(Entries for locating named things)
┌──

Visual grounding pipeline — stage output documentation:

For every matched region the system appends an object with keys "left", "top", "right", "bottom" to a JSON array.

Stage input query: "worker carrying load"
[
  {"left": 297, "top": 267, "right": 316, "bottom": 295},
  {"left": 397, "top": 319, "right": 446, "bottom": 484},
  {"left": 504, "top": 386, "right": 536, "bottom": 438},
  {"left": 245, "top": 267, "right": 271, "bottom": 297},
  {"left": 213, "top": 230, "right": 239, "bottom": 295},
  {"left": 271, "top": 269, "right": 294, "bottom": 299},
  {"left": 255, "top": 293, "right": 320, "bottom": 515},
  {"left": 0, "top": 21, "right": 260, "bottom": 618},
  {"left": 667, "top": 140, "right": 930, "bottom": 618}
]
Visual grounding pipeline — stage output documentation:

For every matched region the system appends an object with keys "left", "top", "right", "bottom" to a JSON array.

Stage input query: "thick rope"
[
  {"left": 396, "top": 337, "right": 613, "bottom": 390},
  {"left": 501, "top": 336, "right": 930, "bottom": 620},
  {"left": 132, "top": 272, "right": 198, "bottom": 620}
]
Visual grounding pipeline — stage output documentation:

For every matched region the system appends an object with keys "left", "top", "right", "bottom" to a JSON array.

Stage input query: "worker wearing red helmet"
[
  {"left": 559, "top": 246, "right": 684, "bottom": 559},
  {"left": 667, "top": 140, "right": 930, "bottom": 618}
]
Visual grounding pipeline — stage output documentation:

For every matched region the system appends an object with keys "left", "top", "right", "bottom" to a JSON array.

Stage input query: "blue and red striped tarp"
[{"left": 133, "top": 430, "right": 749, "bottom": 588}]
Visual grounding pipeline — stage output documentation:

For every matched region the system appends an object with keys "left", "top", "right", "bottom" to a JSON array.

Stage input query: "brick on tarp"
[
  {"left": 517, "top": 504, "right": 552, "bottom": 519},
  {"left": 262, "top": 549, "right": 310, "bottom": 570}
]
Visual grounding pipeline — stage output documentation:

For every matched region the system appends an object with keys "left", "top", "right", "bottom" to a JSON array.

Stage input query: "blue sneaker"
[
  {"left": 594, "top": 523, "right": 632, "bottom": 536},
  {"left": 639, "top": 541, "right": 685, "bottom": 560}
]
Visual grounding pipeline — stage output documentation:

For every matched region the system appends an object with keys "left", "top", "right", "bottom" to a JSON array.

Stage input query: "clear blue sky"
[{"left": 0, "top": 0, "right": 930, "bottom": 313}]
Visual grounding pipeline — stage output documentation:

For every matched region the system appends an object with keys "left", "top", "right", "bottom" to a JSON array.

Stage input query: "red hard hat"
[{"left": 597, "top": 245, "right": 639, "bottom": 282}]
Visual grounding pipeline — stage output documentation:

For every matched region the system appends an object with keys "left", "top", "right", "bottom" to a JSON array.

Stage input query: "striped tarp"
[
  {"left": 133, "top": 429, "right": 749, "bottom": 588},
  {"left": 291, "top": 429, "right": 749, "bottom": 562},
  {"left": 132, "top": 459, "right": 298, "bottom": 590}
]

└──

Please find every line above that contains the word "worker" and copy each one out in full.

Stage input query: "worker carrying load"
Stage input query: "worker wearing red helmet"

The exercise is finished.